• _Shape labeling entries_:
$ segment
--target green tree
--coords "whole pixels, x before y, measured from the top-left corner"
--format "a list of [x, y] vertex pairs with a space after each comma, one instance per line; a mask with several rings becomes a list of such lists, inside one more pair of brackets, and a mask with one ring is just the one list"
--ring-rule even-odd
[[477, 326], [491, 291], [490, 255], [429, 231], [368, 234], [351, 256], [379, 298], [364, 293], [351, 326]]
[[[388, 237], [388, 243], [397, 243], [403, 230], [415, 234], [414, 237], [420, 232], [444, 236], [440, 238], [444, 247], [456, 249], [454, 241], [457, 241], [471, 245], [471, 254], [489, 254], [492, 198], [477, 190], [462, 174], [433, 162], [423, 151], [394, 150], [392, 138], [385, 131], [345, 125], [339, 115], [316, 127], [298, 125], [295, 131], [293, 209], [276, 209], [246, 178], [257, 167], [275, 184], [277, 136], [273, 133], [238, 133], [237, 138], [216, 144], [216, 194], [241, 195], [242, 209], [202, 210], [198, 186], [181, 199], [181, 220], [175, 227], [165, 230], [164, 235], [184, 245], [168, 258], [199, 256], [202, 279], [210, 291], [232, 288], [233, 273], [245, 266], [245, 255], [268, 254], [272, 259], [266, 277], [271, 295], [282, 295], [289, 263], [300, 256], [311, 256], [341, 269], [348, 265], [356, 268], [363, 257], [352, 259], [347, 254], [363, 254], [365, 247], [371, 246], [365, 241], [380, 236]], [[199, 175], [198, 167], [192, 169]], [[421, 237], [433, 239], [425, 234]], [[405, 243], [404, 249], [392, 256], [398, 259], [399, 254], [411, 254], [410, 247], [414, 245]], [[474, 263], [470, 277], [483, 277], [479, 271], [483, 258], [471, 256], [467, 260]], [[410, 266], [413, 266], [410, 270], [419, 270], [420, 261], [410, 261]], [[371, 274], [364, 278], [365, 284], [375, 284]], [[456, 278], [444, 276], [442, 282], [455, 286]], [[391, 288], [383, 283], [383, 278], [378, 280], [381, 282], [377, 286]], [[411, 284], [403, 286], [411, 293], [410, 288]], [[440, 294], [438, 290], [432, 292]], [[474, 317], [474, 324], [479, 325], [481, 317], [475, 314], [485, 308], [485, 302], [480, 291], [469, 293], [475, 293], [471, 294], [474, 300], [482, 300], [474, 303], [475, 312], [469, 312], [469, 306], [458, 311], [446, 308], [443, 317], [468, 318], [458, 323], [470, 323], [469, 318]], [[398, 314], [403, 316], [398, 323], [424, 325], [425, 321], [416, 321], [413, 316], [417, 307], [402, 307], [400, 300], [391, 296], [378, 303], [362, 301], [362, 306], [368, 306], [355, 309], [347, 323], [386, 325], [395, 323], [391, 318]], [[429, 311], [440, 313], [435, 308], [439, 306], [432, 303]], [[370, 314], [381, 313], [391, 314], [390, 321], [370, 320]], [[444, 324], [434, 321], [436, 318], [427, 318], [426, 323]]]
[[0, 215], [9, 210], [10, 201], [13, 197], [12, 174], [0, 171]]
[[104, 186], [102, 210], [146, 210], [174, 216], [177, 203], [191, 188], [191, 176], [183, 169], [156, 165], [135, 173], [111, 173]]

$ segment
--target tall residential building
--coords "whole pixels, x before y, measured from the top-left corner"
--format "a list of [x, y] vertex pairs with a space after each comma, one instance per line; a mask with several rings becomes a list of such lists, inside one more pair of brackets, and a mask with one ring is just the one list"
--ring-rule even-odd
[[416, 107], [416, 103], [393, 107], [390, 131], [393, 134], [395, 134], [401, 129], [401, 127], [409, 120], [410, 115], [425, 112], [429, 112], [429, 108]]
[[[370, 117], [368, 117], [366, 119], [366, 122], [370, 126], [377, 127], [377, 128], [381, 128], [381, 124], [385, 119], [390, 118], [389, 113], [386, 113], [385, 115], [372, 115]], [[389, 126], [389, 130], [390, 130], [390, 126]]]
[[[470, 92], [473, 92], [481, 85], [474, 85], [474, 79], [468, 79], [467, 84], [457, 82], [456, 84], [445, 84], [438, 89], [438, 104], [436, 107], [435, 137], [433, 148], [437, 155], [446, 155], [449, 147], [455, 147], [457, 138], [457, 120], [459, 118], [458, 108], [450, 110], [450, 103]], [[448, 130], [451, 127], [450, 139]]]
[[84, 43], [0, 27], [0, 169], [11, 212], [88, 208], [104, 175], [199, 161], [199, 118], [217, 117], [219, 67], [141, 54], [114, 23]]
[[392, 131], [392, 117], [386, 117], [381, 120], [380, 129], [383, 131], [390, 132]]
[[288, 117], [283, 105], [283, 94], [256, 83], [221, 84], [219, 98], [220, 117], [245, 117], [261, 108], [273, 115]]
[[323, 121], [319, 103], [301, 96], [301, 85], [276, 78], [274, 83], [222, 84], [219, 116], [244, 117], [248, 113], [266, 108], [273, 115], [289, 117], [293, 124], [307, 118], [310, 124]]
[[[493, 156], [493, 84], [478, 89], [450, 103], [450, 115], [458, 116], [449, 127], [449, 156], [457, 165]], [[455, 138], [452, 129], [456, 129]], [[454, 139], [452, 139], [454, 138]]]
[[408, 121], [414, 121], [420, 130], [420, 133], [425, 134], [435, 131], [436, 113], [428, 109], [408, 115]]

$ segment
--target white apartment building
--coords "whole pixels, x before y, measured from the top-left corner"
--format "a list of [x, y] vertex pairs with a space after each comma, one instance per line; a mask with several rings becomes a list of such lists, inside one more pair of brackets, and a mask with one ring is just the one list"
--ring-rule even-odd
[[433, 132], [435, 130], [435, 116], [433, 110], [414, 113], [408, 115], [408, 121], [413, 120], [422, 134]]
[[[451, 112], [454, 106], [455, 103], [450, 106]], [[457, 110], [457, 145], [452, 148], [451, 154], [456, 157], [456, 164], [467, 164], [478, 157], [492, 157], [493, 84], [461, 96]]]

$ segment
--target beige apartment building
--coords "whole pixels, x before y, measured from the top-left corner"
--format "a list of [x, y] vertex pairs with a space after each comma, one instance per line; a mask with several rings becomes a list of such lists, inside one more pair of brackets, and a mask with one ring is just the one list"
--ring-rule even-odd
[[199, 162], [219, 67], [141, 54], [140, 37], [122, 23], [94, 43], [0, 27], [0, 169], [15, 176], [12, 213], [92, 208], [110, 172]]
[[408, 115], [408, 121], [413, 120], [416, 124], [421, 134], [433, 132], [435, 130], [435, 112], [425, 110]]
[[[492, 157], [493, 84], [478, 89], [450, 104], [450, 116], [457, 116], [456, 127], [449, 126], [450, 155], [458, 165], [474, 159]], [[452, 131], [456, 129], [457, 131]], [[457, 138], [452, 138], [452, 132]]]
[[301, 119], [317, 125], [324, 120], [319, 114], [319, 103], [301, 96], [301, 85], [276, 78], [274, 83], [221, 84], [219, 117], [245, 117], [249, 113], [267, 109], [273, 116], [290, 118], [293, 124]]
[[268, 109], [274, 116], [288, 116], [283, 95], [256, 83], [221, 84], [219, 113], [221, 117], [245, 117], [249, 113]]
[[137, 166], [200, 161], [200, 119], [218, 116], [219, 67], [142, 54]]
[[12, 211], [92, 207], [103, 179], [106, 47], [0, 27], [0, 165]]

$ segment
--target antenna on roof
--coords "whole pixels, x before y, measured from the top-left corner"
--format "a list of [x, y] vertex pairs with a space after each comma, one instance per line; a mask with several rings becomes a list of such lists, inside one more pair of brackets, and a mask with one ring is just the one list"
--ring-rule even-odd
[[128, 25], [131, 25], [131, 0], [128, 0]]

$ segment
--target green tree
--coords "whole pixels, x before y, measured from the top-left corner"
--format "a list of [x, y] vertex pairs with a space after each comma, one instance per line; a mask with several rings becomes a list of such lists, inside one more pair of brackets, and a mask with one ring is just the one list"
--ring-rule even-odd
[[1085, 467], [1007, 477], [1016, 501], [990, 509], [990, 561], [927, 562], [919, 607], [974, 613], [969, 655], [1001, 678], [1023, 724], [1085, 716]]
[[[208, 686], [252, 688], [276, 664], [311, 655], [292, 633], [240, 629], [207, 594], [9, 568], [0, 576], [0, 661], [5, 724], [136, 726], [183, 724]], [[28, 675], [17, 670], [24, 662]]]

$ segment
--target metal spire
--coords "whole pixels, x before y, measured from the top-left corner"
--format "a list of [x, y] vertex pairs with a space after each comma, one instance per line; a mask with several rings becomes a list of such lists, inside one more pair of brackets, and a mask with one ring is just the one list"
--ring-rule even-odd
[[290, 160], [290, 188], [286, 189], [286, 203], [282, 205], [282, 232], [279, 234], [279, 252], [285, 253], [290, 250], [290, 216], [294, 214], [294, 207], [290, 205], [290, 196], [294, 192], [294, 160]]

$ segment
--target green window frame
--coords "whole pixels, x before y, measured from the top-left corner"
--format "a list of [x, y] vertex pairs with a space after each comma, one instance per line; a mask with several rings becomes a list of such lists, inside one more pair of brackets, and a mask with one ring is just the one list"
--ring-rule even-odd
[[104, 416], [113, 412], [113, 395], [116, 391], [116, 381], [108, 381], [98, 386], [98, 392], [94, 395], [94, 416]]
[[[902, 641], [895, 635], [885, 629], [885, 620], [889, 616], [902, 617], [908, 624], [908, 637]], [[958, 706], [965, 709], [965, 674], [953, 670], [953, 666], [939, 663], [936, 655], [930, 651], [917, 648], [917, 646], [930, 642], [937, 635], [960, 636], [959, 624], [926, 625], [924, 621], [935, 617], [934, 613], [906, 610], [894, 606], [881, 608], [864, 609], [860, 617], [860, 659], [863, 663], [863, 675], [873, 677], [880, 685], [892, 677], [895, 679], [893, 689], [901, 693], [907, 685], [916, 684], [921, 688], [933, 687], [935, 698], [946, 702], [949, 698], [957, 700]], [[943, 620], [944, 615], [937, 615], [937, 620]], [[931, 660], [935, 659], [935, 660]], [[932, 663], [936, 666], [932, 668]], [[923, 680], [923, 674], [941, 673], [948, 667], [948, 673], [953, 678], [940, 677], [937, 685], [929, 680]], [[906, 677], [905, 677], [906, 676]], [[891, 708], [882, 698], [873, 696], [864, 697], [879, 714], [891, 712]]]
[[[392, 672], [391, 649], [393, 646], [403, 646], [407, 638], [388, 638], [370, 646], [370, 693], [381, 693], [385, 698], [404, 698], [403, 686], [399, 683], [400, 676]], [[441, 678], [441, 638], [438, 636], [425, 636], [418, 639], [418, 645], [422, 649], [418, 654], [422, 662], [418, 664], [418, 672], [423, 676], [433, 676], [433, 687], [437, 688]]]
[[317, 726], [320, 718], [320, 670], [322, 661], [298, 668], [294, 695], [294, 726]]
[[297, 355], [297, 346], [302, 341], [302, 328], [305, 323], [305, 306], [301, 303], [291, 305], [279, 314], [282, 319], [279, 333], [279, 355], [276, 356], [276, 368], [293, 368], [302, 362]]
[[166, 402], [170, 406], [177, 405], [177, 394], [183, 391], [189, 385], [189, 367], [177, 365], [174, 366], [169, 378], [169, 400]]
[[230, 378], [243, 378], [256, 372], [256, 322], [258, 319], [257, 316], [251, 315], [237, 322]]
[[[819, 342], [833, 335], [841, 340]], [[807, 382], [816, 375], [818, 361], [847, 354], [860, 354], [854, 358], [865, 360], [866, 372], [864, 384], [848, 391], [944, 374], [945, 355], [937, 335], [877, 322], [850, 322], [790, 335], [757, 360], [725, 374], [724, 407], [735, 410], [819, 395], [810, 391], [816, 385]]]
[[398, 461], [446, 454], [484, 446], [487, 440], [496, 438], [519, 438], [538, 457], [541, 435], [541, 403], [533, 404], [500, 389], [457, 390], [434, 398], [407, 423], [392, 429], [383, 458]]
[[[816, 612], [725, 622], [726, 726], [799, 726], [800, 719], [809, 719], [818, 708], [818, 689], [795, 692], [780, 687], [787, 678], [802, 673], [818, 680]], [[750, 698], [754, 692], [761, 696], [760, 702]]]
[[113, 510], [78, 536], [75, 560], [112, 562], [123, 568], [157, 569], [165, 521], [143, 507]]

• _Task to carry out_: Count the lines in the entries above that contain the string "apartment", treating uppercase and lowercase as different. Reply with the number alone.

• _Exercise response_: 2